Saved data entries:
----------------------------------------

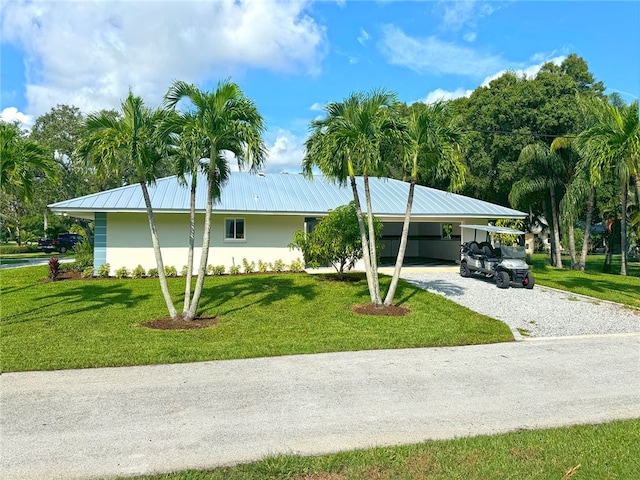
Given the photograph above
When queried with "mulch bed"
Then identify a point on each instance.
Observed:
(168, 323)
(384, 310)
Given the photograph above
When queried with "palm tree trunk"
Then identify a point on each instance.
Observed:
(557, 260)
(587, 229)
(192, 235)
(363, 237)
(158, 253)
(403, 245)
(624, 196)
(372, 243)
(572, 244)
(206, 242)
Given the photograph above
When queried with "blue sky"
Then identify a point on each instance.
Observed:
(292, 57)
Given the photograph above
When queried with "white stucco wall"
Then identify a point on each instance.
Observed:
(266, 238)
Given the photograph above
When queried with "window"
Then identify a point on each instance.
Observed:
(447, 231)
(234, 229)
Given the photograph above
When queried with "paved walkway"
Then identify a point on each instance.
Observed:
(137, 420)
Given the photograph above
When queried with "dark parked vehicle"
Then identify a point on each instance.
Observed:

----------------------------------------

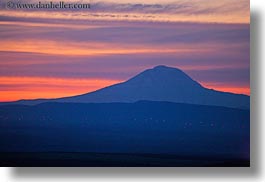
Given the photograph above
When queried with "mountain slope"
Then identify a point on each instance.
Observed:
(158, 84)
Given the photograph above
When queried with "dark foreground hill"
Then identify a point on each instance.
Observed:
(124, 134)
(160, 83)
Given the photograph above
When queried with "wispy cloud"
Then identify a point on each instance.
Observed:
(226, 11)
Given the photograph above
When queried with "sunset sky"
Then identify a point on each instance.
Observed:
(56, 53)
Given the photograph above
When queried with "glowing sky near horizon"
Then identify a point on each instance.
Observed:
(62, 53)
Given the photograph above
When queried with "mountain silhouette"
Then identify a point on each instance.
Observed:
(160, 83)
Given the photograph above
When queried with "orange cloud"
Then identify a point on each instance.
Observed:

----------------------------------------

• **Assigned task**: Could you find each line in the entries that contains the string "dark" and copy it?

• **The answer**:
When queried with "dark parked vehicle"
When queried with "dark foreground hill"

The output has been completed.